» **AIM OF THE EXERCISE**
Print the line containing "Roster-mapping task: tag the black office" and each line after it through the end, please, with nothing added.

» **Extracted records**
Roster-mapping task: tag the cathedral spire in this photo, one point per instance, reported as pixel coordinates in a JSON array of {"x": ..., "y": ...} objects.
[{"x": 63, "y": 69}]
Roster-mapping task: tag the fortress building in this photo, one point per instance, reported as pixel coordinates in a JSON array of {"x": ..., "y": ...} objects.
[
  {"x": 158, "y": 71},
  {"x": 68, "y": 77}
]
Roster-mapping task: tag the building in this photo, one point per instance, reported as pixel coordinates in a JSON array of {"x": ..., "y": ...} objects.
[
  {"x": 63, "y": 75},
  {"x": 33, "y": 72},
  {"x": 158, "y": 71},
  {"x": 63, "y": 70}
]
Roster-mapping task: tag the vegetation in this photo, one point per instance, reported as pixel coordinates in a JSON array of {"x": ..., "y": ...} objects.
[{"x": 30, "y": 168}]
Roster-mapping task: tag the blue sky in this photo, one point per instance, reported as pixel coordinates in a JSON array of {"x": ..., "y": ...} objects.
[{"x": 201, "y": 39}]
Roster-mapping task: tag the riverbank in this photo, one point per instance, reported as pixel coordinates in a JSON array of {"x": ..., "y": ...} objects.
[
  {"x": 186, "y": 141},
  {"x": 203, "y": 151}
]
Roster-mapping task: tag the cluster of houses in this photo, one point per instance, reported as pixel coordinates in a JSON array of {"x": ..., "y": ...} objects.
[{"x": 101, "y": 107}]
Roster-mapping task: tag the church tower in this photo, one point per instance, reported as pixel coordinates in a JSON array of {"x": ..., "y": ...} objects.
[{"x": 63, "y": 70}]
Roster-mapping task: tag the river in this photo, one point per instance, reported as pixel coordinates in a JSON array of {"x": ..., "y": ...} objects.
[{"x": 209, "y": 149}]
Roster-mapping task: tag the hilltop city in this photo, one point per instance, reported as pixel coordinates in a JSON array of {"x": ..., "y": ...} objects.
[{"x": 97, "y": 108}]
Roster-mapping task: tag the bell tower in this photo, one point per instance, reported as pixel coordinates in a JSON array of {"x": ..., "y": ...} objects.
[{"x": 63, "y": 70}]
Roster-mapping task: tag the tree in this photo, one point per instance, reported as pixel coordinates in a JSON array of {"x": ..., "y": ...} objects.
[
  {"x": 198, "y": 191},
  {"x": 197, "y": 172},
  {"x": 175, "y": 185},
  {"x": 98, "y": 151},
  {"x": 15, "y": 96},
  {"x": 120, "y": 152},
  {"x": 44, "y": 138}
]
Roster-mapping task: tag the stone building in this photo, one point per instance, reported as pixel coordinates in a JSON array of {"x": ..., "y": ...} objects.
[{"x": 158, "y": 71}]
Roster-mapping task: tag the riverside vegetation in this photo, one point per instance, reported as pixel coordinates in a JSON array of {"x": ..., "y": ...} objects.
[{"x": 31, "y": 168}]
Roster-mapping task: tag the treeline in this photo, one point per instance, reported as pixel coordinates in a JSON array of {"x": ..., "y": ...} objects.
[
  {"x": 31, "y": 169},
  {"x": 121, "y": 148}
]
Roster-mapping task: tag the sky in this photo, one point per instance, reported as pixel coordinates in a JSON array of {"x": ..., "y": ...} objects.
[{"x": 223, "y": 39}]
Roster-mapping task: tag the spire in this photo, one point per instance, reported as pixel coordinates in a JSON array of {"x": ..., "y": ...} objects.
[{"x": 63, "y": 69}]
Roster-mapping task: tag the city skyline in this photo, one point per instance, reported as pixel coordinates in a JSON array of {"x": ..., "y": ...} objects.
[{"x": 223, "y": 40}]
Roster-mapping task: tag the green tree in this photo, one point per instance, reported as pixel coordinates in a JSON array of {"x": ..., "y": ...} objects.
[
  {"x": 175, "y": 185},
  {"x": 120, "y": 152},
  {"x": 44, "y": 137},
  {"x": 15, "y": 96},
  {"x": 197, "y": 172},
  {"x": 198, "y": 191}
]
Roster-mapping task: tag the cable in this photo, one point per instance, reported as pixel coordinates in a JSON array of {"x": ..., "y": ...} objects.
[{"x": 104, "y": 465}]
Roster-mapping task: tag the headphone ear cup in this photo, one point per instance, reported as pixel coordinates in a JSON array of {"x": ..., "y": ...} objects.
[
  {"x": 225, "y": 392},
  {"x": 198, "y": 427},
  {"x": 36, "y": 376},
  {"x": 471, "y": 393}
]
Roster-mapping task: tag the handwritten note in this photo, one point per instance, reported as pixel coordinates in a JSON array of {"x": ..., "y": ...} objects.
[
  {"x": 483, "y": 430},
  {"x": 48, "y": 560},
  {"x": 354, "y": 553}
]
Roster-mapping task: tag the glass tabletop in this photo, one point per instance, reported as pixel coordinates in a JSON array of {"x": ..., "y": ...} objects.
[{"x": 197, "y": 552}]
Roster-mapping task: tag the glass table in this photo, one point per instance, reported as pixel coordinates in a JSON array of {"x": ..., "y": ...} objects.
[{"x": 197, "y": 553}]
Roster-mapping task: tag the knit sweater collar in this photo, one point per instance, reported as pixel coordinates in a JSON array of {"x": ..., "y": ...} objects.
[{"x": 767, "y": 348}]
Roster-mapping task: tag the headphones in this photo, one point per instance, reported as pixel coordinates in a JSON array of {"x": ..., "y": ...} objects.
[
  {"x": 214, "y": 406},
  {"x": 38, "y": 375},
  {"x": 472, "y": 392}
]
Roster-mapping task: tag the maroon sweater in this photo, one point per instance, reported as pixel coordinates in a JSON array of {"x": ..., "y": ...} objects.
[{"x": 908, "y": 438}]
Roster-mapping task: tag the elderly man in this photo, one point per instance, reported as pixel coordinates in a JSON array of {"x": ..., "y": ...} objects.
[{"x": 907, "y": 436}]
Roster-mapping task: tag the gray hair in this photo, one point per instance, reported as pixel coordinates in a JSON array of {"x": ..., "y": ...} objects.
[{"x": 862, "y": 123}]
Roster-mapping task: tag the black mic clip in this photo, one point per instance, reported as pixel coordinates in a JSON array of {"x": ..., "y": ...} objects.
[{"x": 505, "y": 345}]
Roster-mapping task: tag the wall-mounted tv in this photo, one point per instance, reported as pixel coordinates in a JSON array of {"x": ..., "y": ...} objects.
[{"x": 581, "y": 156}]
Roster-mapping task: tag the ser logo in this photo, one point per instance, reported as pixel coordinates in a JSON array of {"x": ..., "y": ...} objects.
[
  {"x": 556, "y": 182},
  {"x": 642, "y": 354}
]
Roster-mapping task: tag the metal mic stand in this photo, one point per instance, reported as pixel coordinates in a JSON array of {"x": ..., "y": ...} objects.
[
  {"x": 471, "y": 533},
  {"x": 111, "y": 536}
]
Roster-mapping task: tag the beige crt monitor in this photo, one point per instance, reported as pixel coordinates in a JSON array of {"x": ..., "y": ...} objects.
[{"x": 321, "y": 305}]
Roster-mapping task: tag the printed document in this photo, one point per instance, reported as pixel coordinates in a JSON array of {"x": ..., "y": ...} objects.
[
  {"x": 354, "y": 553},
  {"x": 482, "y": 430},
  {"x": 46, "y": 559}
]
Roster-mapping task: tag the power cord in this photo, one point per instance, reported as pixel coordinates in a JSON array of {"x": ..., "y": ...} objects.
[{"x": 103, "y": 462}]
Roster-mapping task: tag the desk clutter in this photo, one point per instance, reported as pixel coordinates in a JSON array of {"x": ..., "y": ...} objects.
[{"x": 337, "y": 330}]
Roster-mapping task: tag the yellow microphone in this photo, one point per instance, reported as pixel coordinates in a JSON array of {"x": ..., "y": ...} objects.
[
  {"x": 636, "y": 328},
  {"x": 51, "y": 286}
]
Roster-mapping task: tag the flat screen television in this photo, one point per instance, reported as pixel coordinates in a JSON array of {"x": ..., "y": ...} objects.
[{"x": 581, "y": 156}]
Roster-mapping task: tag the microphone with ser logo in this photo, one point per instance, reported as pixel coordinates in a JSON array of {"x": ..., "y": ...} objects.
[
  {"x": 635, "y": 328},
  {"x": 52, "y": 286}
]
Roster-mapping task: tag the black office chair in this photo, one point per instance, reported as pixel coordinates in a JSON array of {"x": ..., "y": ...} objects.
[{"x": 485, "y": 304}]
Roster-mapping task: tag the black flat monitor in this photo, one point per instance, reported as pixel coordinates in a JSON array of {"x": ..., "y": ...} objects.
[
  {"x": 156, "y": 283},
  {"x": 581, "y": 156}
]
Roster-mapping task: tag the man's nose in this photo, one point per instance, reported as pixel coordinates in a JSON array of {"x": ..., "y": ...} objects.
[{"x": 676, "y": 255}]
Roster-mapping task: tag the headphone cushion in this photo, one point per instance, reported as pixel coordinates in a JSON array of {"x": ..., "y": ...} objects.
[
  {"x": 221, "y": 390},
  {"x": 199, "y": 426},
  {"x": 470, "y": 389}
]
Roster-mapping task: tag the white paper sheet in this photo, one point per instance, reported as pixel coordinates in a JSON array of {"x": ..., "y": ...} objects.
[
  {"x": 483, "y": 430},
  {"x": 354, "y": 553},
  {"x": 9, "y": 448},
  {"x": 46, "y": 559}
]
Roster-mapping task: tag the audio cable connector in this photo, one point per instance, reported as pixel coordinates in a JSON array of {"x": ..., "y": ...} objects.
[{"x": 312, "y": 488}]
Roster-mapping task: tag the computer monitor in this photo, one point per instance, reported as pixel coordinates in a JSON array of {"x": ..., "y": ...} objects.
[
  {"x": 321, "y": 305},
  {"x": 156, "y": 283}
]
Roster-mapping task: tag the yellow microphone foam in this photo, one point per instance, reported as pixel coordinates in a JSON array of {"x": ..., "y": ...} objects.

» **TASK ANSWER**
Roster-mapping task: tag the black office chair in this photo, one point per instance, reported as pixel coordinates in a JSON array of {"x": ..., "y": ...} objects.
[{"x": 485, "y": 304}]
Roster-mapping task: tag the black flat monitor in this photo, one point per instance, reported as pixel coordinates in a JSON array of {"x": ..., "y": ...} objects.
[
  {"x": 156, "y": 283},
  {"x": 581, "y": 156}
]
Roster-mapping task: tag the man's nose in this photo, one point per instance, reported as pixel coordinates in a JSON array of {"x": ..., "y": ...} objects.
[{"x": 676, "y": 255}]
Roster-mapping task: tag the headphone cushion in this photo, one point per instance, reported as pixel coordinates in a JSON array of {"x": ..., "y": ...} objects.
[
  {"x": 221, "y": 390},
  {"x": 199, "y": 426},
  {"x": 470, "y": 389}
]
Roster-mapping task: tag the white paper sheet in this photo, one point per instance, reported as pixel coordinates in a JSON array of {"x": ..., "y": ...} objects.
[
  {"x": 483, "y": 430},
  {"x": 354, "y": 553},
  {"x": 9, "y": 448},
  {"x": 46, "y": 559}
]
Roster-mapping task: tag the audio cable connector in this photo, one point per instance, reported as pixel coordinates in a JSON array of {"x": ..., "y": ...} objects.
[{"x": 312, "y": 488}]
Roster-mapping task: tag the computer monitor in this photo, one point per instance, reported as pixel coordinates in a JSON array of {"x": ..., "y": ...} objects.
[
  {"x": 321, "y": 305},
  {"x": 156, "y": 283}
]
Roster-mapping task: tag the yellow microphone foam in this photo, one point per instance, reported as pixel coordinates in a JSON array of {"x": ..., "y": ...} objects.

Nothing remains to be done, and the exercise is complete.